DIRECTIONS FOR THIS TASK: Update the stretch of material from the line containing "Category: crenellated parapet" through the line containing "pixel 142 289" by replacing "Annotate" with "Mark", leaving everything else unchanged. Return only those lines.

Dataset rows:
•••••
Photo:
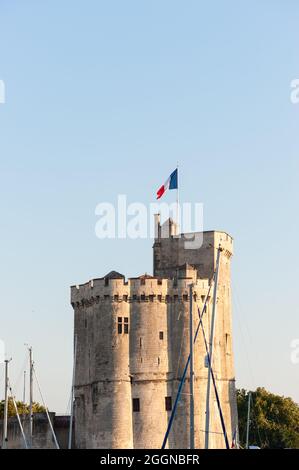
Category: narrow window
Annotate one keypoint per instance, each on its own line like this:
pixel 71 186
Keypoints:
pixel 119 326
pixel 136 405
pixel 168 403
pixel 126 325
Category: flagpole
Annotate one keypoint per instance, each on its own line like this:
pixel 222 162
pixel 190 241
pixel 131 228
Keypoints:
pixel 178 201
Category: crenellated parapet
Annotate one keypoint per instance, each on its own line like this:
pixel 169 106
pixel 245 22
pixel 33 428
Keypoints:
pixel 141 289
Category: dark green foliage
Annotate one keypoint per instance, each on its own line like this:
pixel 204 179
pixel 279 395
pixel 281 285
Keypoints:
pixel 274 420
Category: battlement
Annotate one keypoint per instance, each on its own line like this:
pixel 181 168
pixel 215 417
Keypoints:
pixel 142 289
•••••
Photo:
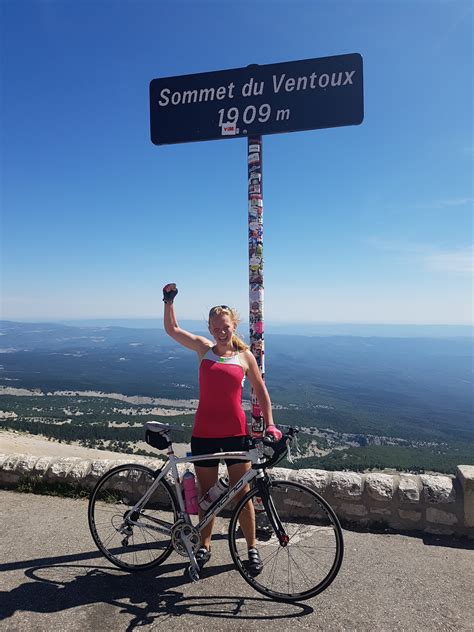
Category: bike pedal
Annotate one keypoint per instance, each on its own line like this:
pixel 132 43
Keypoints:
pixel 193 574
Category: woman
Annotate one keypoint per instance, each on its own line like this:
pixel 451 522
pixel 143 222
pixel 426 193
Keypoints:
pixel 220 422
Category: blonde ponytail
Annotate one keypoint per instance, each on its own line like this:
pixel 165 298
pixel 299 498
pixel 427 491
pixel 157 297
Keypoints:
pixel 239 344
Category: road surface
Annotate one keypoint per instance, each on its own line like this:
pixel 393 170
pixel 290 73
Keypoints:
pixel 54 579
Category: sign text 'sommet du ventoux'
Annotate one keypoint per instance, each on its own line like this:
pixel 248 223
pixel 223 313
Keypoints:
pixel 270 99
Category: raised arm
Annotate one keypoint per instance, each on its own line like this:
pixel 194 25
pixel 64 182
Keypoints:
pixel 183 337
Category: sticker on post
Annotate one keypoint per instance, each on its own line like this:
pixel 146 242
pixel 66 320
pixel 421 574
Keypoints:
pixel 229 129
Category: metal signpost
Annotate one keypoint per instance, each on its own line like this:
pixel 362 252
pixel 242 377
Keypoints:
•••••
ANSWER FOR THE TASK:
Category: crenellated parapet
Mark one keypoint per instance, each on its own line like this:
pixel 169 106
pixel 245 22
pixel 33 428
Keypoints:
pixel 141 289
Category: dark green foliage
Mark one keypoint per instance, each on its own line like this:
pixel 204 179
pixel 279 395
pixel 281 285
Keypoints:
pixel 274 420
Category: battlement
Mark one keypoint per instance, each on its own line like this:
pixel 181 168
pixel 215 417
Keypoints:
pixel 142 289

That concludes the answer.